* OBJECTIF 1
Reprenez en tableau Markdown toutes les lignes de la liste placée après le texte, avec les colonnes « Numéro » et « Ligne de la liste », sans les lignes vides. Excluez les images de la réponse.

* TEXTE À LIRE

----------------

GALERIE DES FÊTES DE CHENONCEAU EN 1896

 

Photographie de Constant Peigné 1896

LA RESTAURATION

C'est de travaux de restauration et d'embellissement dont il s'agit. Rien de l'ancien château de Chenonceaux, tel qu'il fut construit de 1515 à 1521, par Catherine Briçonnet, femme de Thomas Boyer, argentier de François 1er et vice roi de Naples n'a été soit modifié soit détruit. Les gros travaux exécutés en ces dernières années ont eu pour but seulement la solidification et la reconstitution en son premier état de la coque du monument. C'est dans la grande galerie qui domine le Cher, à l'arrière du château, que Mme Pelouze fit installer sa galerie de tableaux et ses objets d'art. Une fois la galerie pleine et les oeuvres en place, elle songeât à la faire décorer.

Mais au lieu de lui donner l'aspect ordinaire et banal des salles de collection, elle eut l’idée d'y faire figurer les oeuvres au milieu d'une décoration qui leur servit à la fois d'apothéose et d'histoire. La décoration picturale de cette vaste galerie pavée en pierre et voûtée comme un bas-côté de chapelle, dite galerie des Fêtes Louis XIV, tout emplie de pièces superbes provenant d'acquisitions anciennes et de récentes commandes, fut confiée à un jeune artiste à peu près inconnu, M. Charles Toché (1851 1916).

Fils d'un très riche négociant de Nantes, il étudia l'architecture à Venise, y resta cinq années, copiant et recopiant les fresques de son maître préféré Giambattista Tiepolo et s'imprégnant de l'âme même du coloriste. Puis il s'en alla en Espagne étudier Goya. Enfin à Chenonceaux, Toché connut Flaubert, la lecture de Salammbô dans cette immense galerie du château produisit une impression profonde sur l'esprit de Toché et l'on retrouve dans son oeuvre l'inspiration de Flaubert en même temps que la couleur de Tiepolo et la hardiesse sauvage de Goya.

----------------

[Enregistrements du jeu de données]
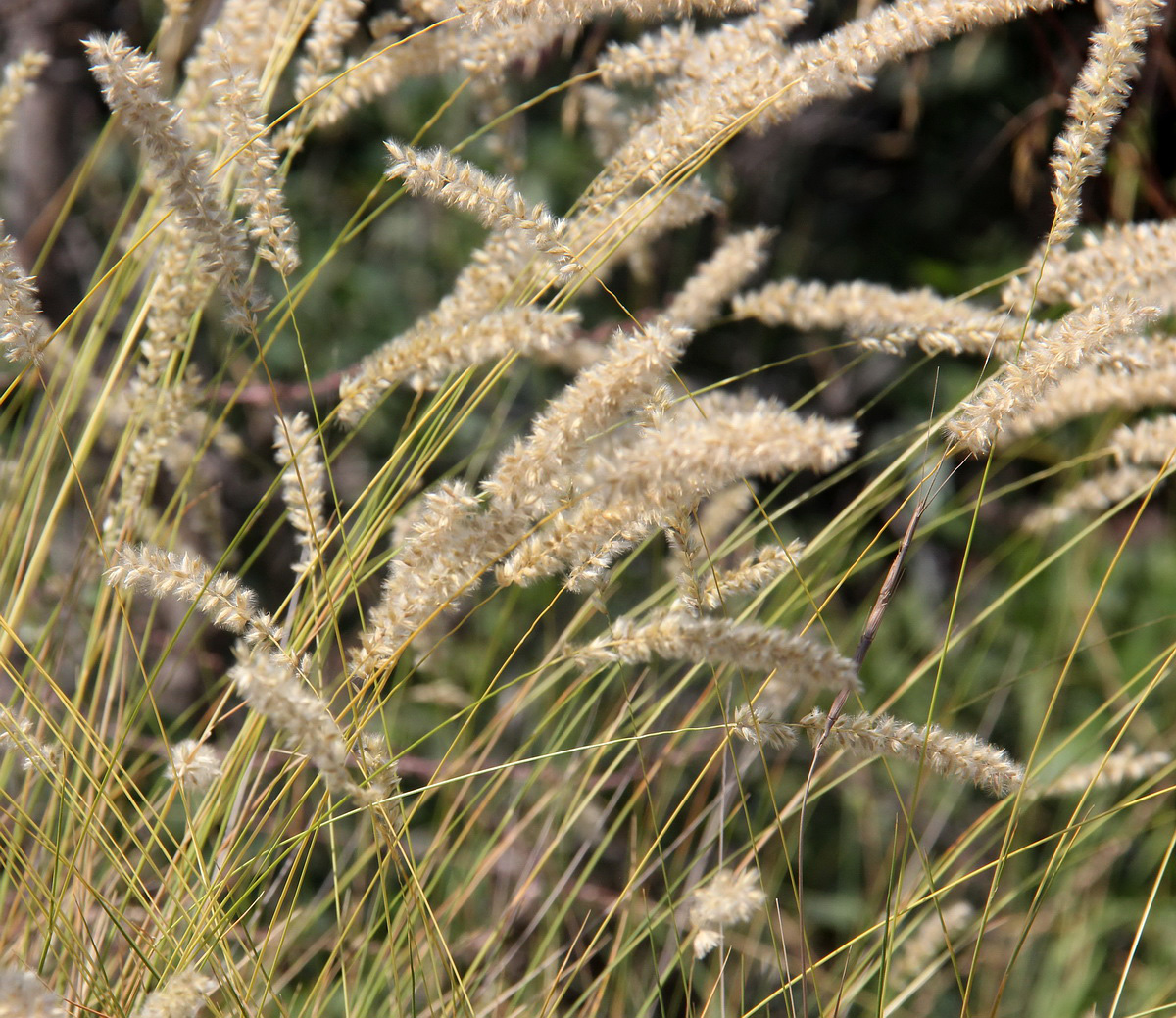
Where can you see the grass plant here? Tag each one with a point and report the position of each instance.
(497, 660)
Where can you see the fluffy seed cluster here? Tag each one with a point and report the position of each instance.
(130, 84)
(1097, 102)
(798, 659)
(182, 995)
(967, 757)
(495, 202)
(1086, 336)
(726, 899)
(1121, 768)
(195, 765)
(24, 331)
(304, 486)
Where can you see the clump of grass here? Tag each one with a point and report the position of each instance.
(524, 572)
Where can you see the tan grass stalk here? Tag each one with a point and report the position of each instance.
(454, 542)
(130, 84)
(182, 995)
(24, 331)
(276, 692)
(1093, 392)
(967, 757)
(635, 487)
(483, 283)
(739, 258)
(1092, 496)
(760, 727)
(1148, 442)
(242, 121)
(627, 230)
(674, 636)
(1089, 335)
(1097, 102)
(1132, 261)
(334, 23)
(17, 736)
(304, 486)
(770, 84)
(534, 471)
(424, 357)
(481, 12)
(938, 933)
(495, 202)
(195, 765)
(248, 36)
(19, 76)
(220, 596)
(726, 899)
(883, 318)
(1120, 768)
(762, 569)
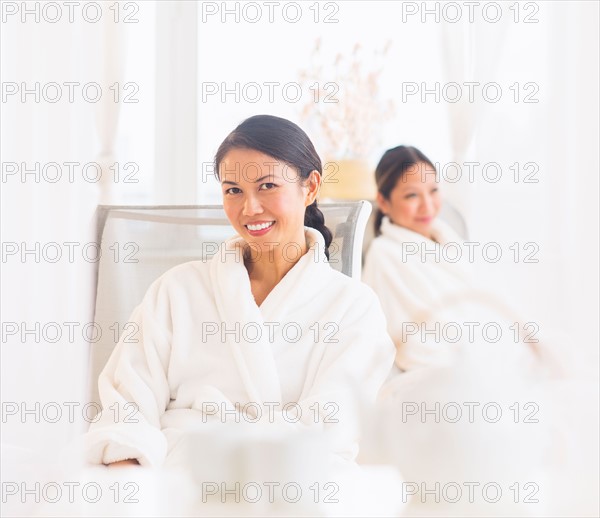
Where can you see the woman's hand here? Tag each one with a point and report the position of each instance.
(128, 462)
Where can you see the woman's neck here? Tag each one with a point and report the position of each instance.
(266, 269)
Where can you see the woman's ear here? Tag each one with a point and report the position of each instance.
(313, 183)
(382, 203)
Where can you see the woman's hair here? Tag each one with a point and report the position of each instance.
(286, 142)
(393, 165)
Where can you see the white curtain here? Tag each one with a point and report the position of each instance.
(47, 295)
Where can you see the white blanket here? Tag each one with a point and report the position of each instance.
(206, 352)
(411, 275)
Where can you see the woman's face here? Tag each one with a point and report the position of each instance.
(264, 199)
(415, 200)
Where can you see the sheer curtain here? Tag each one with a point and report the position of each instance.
(68, 147)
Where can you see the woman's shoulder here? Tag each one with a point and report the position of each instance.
(187, 276)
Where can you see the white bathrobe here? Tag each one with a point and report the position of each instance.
(199, 349)
(411, 276)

----------------

* OBJECTIF 2
Répondez brièvement à ces questions sur le texte :
(a) Entre quelles années l'ancien château de Chenonceaux fut-il construit ?
(b) Dans quelle ville Charles Toché étudia-t-il l'architecture, et combien de temps y resta-t-il ?
(c) Dans quel pays se rendit-il pour étudier Goya ?

* RÉPONSE 1
| Numéro | Ligne de la liste |
|---|---|
| 1 | Where can you see the grass plant here? Tag each one with a point and report the position of each instance. |
| 2 | (497, 660) |
| 3 | Where can you see the fluffy seed cluster here? Tag each one with a point and report the position of each instance. |
| 4 | (130, 84) |
| 5 | (1097, 102) |
| 6 | (798, 659) |
| 7 | (182, 995) |
| 8 | (967, 757) |
| 9 | (495, 202) |
| 10 | (1086, 336) |
| 11 | (726, 899) |
| 12 | (1121, 768) |
| 13 | (195, 765) |
| 14 | (24, 331) |
| 15 | (304, 486) |
| 16 | Where can you see the clump of grass here? Tag each one with a point and report the position of each instance. |
| 17 | (524, 572) |
| 18 | Where can you see the tan grass stalk here? Tag each one with a point and report the position of each instance. |
| 19 | (454, 542) |
| 20 | (130, 84) |
| 21 | (182, 995) |
| 22 | (24, 331) |
| 23 | (276, 692) |
| 24 | (1093, 392) |
| 25 | (967, 757) |
| 26 | (635, 487) |
| 27 | (483, 283) |
| 28 | (739, 258) |
| 29 | (1092, 496) |
| 30 | (760, 727) |
| 31 | (1148, 442) |
| 32 | (242, 121) |
| 33 | (627, 230) |
| 34 | (674, 636) |
| 35 | (1089, 335) |
| 36 | (1097, 102) |
| 37 | (1132, 261) |
| 38 | (334, 23) |
| 39 | (17, 736) |
| 40 | (304, 486) |
| 41 | (770, 84) |
| 42 | (534, 471) |
| 43 | (424, 357) |
| 44 | (481, 12) |
| 45 | (938, 933) |
| 46 | (495, 202) |
| 47 | (195, 765) |
| 48 | (248, 36) |
| 49 | (19, 76) |
| 50 | (220, 596) |
| 51 | (726, 899) |
| 52 | (883, 318) |
| 53 | (1120, 768) |
| 54 | (762, 569) |
| 55 | Where can you see the woman's hand here? Tag each one with a point and report the position of each instance. |
| 56 | (128, 462) |
| 57 | Where can you see the woman's neck here? Tag each one with a point and report the position of each instance. |
| 58 | (266, 269) |
| 59 | Where can you see the woman's ear here? Tag each one with a point and report the position of each instance. |
| 60 | (313, 183) |
| 61 | (382, 203) |
| 62 | Where can you see the woman's hair here? Tag each one with a point and report the position of each instance. |
| 63 | (286, 142) |
| 64 | (393, 165) |
| 65 | Where can you see the white curtain here? Tag each one with a point and report the position of each instance. |
| 66 | (47, 295) |
| 67 | Where can you see the white blanket here? Tag each one with a point and report the position of each instance. |
| 68 | (206, 352) |
| 69 | (411, 275) |
| 70 | Where can you see the woman's face here? Tag each one with a point and report the position of each instance. |
| 71 | (264, 199) |
| 72 | (415, 200) |
| 73 | Where can you see the sheer curtain here? Tag each one with a point and report the position of each instance. |
| 74 | (68, 147) |
| 75 | Where can you see the woman's shoulder here? Tag each one with a point and report the position of each instance. |
| 76 | (187, 276) |
| 77 | Where can you see the white bathrobe here? Tag each one with a point and report the position of each instance. |
| 78 | (199, 349) |
| 79 | (411, 276) |

* RÉPONSE 2
(a) De 1515 à 1521.
(b) À Venise, où il resta cinq années.
(c) En Espagne.